═════ Given records

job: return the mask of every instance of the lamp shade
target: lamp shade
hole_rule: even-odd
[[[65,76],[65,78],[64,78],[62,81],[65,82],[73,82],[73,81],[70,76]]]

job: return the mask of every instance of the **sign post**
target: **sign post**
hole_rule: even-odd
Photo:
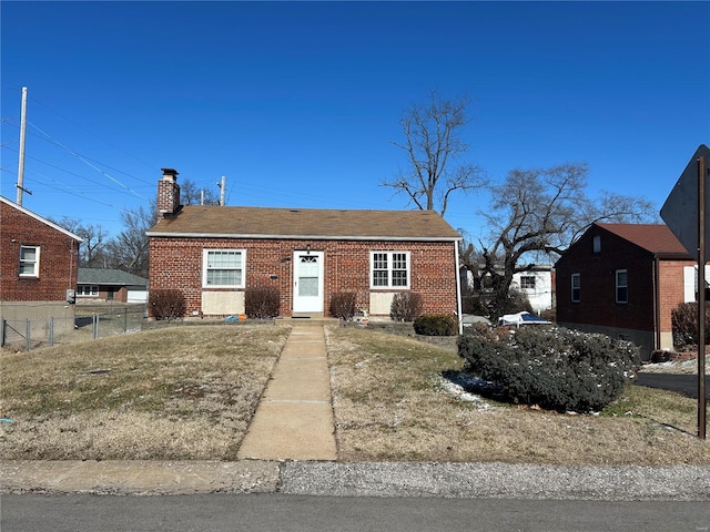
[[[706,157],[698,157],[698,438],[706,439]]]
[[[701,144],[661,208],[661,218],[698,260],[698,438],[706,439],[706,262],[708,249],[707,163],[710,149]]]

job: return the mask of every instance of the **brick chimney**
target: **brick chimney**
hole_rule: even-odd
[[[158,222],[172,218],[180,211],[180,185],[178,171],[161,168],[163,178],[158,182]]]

══════════
═════ Given records

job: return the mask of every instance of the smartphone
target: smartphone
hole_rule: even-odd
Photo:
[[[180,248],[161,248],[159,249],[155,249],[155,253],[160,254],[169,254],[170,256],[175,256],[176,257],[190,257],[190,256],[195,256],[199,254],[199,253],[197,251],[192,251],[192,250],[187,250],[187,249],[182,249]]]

══════════

Count the lines above that contain the string "brick", treating uppercase and lowercase as different. Reply with the number only.

2